» **THE REQUEST**: Copy out the items below word for word, starting with the line that contains "If you could indicate the ripe" and going on through the line that contains "point(538, 314)", with both of those lines included.

» **DATASET CONTENT**:

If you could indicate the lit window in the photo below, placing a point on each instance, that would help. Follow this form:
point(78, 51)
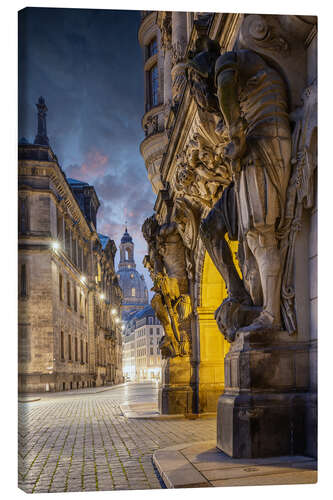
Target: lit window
point(62, 346)
point(153, 86)
point(23, 280)
point(152, 48)
point(23, 215)
point(68, 294)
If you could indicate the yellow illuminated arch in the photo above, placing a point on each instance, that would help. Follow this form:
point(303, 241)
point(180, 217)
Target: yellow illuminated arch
point(213, 346)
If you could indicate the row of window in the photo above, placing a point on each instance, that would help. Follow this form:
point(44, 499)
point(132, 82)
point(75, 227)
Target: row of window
point(75, 354)
point(72, 292)
point(71, 245)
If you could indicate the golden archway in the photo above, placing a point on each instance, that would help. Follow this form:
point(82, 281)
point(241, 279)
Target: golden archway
point(212, 345)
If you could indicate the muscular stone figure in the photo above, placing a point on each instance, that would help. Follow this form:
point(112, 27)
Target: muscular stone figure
point(253, 101)
point(167, 265)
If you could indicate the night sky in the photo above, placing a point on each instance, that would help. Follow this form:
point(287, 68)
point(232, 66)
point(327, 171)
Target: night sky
point(88, 66)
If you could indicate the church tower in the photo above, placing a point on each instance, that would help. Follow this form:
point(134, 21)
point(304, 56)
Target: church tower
point(133, 285)
point(126, 252)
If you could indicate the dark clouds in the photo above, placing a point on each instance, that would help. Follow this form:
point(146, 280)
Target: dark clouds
point(88, 66)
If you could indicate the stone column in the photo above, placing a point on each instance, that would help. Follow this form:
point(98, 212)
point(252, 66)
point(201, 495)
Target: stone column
point(179, 42)
point(263, 410)
point(167, 76)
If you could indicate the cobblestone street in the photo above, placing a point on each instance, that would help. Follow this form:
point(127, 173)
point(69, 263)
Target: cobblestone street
point(82, 442)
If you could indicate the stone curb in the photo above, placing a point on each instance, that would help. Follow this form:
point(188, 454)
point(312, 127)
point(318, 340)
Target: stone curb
point(153, 414)
point(74, 392)
point(178, 471)
point(28, 400)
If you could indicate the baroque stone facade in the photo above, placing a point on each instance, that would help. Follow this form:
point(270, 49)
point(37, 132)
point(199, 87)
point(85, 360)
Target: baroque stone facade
point(231, 151)
point(69, 297)
point(132, 283)
point(142, 358)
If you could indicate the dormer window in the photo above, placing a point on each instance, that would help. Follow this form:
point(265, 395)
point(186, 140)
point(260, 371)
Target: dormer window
point(153, 86)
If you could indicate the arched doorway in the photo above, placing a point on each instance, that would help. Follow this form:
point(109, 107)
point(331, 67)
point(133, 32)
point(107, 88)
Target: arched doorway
point(212, 347)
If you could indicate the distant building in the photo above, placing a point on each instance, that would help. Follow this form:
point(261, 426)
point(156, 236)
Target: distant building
point(132, 283)
point(68, 293)
point(142, 359)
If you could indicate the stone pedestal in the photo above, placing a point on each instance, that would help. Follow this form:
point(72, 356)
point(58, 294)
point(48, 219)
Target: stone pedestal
point(263, 409)
point(176, 395)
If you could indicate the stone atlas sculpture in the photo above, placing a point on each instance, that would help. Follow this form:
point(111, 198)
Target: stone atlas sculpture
point(244, 173)
point(167, 266)
point(250, 98)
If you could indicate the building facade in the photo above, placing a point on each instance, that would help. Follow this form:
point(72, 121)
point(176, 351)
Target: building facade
point(142, 358)
point(132, 283)
point(231, 151)
point(69, 297)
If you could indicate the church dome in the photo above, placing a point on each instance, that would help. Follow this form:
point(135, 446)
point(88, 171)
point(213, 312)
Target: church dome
point(133, 286)
point(132, 283)
point(126, 238)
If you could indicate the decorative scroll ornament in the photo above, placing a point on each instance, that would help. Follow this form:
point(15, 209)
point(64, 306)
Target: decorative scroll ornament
point(178, 52)
point(300, 192)
point(166, 30)
point(200, 175)
point(255, 28)
point(171, 301)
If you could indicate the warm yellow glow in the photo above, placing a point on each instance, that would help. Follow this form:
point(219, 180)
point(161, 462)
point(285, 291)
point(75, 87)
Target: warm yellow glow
point(213, 346)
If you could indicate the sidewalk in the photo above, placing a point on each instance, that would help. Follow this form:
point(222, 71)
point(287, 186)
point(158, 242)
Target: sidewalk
point(37, 396)
point(203, 465)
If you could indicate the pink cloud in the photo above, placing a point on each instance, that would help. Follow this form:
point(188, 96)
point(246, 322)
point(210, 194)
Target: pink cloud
point(94, 165)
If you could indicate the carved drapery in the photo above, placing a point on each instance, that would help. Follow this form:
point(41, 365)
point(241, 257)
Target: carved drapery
point(236, 143)
point(166, 263)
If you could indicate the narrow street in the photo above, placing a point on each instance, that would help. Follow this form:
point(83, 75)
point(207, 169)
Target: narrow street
point(81, 441)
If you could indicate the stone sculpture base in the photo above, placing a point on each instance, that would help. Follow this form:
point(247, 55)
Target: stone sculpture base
point(263, 410)
point(176, 395)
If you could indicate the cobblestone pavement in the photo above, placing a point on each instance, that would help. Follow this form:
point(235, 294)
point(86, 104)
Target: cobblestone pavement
point(82, 442)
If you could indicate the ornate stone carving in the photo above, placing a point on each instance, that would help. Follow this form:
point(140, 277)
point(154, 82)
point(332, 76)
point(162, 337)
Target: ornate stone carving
point(151, 126)
point(178, 51)
point(200, 174)
point(256, 28)
point(166, 30)
point(301, 191)
point(252, 209)
point(166, 264)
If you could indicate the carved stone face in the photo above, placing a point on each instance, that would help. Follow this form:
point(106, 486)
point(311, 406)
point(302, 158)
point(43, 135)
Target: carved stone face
point(185, 176)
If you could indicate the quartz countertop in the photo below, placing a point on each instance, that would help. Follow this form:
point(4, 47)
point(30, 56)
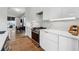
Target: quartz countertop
point(62, 33)
point(3, 37)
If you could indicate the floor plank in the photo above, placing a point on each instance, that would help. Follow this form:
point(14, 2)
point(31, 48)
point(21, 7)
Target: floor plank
point(23, 43)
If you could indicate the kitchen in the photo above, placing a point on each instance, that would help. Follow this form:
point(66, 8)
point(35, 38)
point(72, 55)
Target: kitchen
point(49, 28)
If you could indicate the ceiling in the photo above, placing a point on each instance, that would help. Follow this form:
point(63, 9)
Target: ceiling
point(16, 11)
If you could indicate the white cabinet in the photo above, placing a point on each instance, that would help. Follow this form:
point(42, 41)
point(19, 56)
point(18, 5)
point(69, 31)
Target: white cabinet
point(48, 41)
point(28, 31)
point(51, 13)
point(67, 44)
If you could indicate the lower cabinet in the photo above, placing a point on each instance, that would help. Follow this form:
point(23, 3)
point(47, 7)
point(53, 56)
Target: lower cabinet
point(67, 44)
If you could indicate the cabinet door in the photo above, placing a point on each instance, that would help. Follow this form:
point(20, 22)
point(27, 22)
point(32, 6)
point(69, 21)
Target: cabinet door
point(51, 13)
point(67, 44)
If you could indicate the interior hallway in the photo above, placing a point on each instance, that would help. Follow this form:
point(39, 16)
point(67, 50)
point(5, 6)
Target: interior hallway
point(23, 43)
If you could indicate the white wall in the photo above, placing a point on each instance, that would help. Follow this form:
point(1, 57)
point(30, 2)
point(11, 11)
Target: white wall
point(3, 18)
point(63, 25)
point(60, 25)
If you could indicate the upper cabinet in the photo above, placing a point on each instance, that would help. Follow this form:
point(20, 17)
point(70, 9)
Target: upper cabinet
point(51, 13)
point(60, 13)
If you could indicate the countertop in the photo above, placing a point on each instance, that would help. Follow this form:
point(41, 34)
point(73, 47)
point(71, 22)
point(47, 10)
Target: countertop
point(62, 33)
point(2, 39)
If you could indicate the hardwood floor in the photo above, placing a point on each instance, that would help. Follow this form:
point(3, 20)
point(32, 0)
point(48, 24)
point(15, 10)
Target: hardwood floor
point(23, 43)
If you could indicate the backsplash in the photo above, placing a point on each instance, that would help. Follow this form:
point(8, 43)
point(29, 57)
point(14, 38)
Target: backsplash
point(60, 25)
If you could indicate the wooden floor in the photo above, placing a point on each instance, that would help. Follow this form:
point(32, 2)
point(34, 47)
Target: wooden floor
point(23, 43)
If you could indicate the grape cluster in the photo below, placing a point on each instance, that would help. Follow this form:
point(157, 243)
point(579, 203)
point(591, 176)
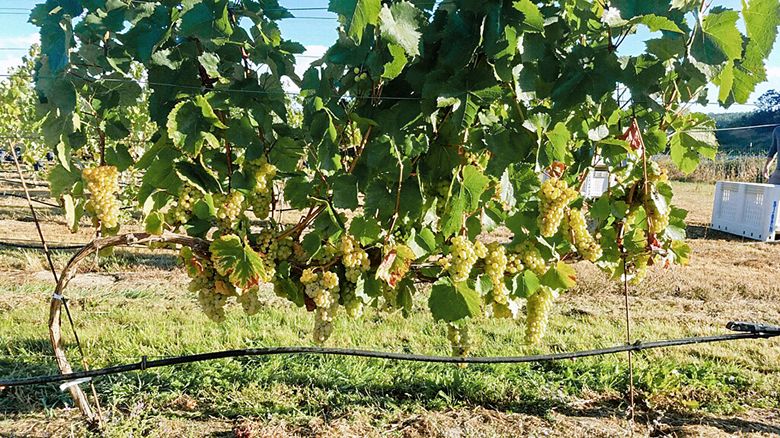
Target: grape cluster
point(577, 233)
point(268, 247)
point(249, 301)
point(658, 222)
point(532, 258)
point(103, 185)
point(458, 335)
point(495, 267)
point(538, 313)
point(514, 263)
point(463, 254)
point(554, 196)
point(323, 289)
point(353, 257)
point(229, 209)
point(639, 268)
point(188, 196)
point(262, 193)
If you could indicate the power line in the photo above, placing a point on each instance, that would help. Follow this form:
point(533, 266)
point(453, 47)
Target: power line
point(750, 331)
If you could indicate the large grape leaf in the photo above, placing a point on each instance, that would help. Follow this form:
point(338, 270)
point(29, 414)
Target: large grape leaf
point(452, 302)
point(687, 146)
point(236, 261)
point(207, 19)
point(717, 39)
point(356, 15)
point(399, 25)
point(189, 125)
point(149, 33)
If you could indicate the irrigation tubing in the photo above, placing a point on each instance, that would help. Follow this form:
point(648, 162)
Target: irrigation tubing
point(24, 245)
point(751, 331)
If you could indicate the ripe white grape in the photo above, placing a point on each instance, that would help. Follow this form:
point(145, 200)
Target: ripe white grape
point(538, 313)
point(461, 258)
point(458, 335)
point(577, 233)
point(323, 289)
point(262, 192)
point(554, 196)
point(103, 184)
point(532, 258)
point(495, 267)
point(229, 209)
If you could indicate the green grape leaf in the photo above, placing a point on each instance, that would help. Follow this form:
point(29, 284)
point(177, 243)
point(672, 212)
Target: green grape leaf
point(356, 15)
point(236, 261)
point(524, 284)
point(474, 185)
point(452, 302)
point(717, 39)
point(345, 192)
point(119, 156)
point(207, 19)
point(532, 17)
point(393, 69)
point(688, 146)
point(398, 24)
point(561, 276)
point(61, 180)
point(198, 175)
point(73, 212)
point(189, 125)
point(365, 230)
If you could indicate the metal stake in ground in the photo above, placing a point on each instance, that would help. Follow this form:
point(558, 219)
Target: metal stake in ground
point(74, 390)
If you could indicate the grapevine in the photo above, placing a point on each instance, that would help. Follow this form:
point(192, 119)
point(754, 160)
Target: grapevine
point(554, 196)
point(103, 184)
point(578, 235)
point(404, 149)
point(538, 314)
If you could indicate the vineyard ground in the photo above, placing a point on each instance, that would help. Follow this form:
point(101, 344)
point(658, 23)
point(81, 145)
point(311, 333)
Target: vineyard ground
point(135, 303)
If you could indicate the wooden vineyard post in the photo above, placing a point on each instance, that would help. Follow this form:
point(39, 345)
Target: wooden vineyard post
point(55, 307)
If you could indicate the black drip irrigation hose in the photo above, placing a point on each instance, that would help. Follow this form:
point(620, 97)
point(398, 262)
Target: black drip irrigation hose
point(37, 246)
point(749, 331)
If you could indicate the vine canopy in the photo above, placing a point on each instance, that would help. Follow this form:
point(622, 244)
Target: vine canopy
point(425, 121)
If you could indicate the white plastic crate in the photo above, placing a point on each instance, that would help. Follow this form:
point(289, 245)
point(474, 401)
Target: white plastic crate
point(747, 209)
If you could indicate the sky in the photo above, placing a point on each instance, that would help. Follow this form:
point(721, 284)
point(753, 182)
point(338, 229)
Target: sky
point(316, 30)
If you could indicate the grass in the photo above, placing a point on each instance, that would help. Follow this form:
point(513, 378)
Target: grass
point(148, 312)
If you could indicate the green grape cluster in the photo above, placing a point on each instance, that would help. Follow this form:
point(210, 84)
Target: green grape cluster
point(188, 196)
point(639, 268)
point(266, 244)
point(323, 289)
point(538, 313)
point(353, 257)
point(459, 338)
point(495, 267)
point(103, 185)
point(514, 263)
point(463, 254)
point(657, 221)
point(262, 193)
point(554, 196)
point(532, 258)
point(249, 301)
point(577, 233)
point(229, 209)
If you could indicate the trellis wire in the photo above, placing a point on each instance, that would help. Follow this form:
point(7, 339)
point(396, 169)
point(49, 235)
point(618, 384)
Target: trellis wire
point(54, 273)
point(751, 331)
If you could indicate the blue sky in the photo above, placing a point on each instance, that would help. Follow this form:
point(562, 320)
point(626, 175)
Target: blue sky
point(315, 34)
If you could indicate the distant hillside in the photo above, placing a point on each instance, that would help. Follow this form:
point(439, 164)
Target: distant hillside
point(749, 141)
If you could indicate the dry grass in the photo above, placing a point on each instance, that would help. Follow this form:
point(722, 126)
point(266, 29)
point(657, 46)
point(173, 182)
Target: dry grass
point(722, 168)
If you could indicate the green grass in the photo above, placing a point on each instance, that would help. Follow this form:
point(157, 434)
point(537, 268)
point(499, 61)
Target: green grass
point(121, 324)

» **SOLUTION FOR THIS PROBLEM**:
If you could indicate the ripe white grape in the photo above, placing a point on each instance, that would help. Follow this form:
point(145, 200)
Target: ripe white grape
point(538, 313)
point(461, 258)
point(458, 335)
point(577, 233)
point(323, 289)
point(262, 192)
point(554, 196)
point(103, 184)
point(532, 258)
point(495, 267)
point(229, 209)
If you could indicate the green grape leaf in the photo above, placing a point on each instance, that would help. Follow this form:
point(29, 284)
point(177, 243)
point(672, 212)
Target: green grape leaf
point(356, 15)
point(236, 261)
point(524, 284)
point(474, 185)
point(452, 302)
point(717, 39)
point(345, 192)
point(119, 156)
point(207, 19)
point(532, 17)
point(393, 69)
point(688, 146)
point(398, 24)
point(561, 276)
point(61, 180)
point(198, 175)
point(73, 212)
point(189, 125)
point(365, 230)
If you could indicate the metal stake in ground in the photo above, placing a point on each instance, that would help. Follow this form:
point(558, 219)
Target: metal stake in ground
point(74, 390)
If you could indicate the grapevine in the photo above, placing a point on each instance, that would help. Follow this form:
point(192, 119)
point(754, 160)
Target: grapevine
point(554, 196)
point(103, 184)
point(578, 235)
point(404, 149)
point(538, 314)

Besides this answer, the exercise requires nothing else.